EXCERPT TO READ:
MHPE 494: Medical Decision Making
Markov Models
Markov models compactly represent situations in which there is an ongoing risk of a patient moving from one state of health to another. We assume that there are a set of possible health states, and specify the probability per unit of time that a patient in a given state will "transition" to each possible state. These transition probabilities can depend on the current time (for example, the chance of death increases with time due to aging, independent of health). We also need to know the utilities of the states. Utilities may also be a function of the time at which they’re entered (if, for example, utilities for health states are discounted, bad health sooner is worse than bad health later.) What we do assume, however, is that we have no memory -- how we came to this state doesn’t matter, only when we came.
Markov models are often represented using two figures:
(Actually, you can show all of the information using either a diagram or a matrix, but both are often employed because they each make certain kinds of questions and operations easier. This should sound familiar.)
To evaluate a Markov model, we can imagine a hypothetical patient who begins at some state, and then we can follow that patient until death. Each year of life, the patient gains the utility associated with the state s/he’s in (and possibly the time, if utility is discounted). Each year of life, the patient has a given probability of transitioning to a new state. When the patient’s dead, we examine his/her accumulated utility. If we repeat this simulation for a few thousand patients, we can get a pretty good idea of the total expected utility associated with a life beginning at the initial state. (We can also measure variance, confidence intervals, etc.) This approach to evaluating Markov models is called "monte carlo simulation".

INFORMATION SHOWN:
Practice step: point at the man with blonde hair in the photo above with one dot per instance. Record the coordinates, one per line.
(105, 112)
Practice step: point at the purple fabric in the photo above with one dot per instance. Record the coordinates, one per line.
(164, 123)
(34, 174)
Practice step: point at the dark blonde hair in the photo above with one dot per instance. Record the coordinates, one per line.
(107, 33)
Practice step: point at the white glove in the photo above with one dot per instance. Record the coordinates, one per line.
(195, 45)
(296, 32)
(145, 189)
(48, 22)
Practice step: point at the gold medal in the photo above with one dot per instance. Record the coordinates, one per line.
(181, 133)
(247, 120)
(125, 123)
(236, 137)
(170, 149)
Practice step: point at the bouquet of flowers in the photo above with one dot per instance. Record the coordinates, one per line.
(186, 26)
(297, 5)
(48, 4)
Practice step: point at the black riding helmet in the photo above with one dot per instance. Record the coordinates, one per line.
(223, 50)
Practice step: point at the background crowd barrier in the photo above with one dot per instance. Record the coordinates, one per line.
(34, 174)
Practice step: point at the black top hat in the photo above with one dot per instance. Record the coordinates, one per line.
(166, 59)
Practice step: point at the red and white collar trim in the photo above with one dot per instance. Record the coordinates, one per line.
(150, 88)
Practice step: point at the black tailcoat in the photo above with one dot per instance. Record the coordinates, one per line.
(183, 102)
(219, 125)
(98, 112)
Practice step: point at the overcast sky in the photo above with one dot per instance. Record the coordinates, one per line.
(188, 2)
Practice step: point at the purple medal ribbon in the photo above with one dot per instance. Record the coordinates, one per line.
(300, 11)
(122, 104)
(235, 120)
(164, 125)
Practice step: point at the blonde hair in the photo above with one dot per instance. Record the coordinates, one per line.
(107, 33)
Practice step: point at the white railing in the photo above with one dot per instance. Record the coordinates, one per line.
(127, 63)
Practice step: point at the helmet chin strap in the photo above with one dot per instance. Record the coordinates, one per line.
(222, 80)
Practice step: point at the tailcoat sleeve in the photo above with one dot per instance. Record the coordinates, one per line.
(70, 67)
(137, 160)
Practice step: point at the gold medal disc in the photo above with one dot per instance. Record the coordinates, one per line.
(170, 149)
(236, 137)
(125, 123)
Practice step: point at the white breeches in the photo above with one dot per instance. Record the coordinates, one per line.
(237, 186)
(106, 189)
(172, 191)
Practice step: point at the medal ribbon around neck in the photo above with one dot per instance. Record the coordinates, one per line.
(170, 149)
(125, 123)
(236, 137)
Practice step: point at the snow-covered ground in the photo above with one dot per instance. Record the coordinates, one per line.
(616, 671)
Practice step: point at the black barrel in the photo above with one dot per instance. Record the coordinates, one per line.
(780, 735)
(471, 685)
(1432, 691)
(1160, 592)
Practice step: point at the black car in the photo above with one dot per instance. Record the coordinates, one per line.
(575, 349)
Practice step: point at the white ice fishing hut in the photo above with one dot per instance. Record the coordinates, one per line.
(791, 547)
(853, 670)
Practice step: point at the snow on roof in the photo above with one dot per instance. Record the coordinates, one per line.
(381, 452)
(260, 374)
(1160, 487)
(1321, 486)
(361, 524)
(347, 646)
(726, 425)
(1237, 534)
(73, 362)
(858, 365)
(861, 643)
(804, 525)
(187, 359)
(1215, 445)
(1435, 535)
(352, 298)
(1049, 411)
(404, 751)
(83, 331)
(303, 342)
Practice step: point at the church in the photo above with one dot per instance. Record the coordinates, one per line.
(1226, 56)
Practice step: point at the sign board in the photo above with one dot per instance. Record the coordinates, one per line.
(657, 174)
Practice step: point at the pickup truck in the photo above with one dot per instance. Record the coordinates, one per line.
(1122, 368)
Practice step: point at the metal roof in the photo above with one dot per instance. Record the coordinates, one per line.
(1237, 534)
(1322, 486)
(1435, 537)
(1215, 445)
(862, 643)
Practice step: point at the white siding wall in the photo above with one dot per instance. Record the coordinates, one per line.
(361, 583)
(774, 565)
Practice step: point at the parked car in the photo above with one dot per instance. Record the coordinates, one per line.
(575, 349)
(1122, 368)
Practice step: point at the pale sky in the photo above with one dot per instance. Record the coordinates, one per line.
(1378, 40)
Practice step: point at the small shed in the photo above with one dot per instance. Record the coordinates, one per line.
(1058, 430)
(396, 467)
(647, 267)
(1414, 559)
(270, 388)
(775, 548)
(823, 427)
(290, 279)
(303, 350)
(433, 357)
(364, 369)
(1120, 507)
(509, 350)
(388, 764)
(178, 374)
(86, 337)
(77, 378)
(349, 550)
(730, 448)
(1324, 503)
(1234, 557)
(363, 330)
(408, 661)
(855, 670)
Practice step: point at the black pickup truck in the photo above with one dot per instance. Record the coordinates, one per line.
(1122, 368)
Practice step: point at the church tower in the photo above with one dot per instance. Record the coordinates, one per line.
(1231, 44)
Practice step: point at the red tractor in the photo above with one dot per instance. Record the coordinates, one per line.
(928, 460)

PROMPT 1:
Write out a passage from the Markov models notes word for word, beginning at the words "MHPE 494: Medical" and stopping after "when we came.".
PROMPT 2:
Please pick up the Markov models notes after their last sentence and keep writing.

RESPONSE AREA 1:
MHPE 494: Medical Decision Making
Markov Models
Markov models compactly represent situations in which there is an ongoing risk of a patient moving from one state of health to another. We assume that there are a set of possible health states, and specify the probability per unit of time that a patient in a given state will "transition" to each possible state. These transition probabilities can depend on the current time (for example, the chance of death increases with time due to aging, independent of health). We also need to know the utilities of the states. Utilities may also be a function of the time at which they’re entered (if, for example, utilities for health states are discounted, bad health sooner is worse than bad health later.) What we do assume, however, is that we have no memory -- how we came to this state doesn’t matter, only when we came.

RESPONSE AREA 2:
Another way to think about this is to imagine a few thousand patients, and use the transition probabilities to apportion them into groups that transition into different states, adding up the total utility for each patient in each group. This is called "cohort simulation". You don’t get variance measures this way, though.
If you have two different cohorts of patients with different utilities, you run the simulation separately for each group. If utilities depend on past history, you can also create separate states associated with each past history.
If the transition probabilities don’t change with time, you can get an exact solution, without simulation, using matrix algebra.
The article also discusses Markov-cycle trees, a way to represent the information that’s more typically available clinically (e.g., the chance of death following surgery due to infection, rather than the overall chance of death following surgery.) These are like recursive decision trees, with only chance nodes.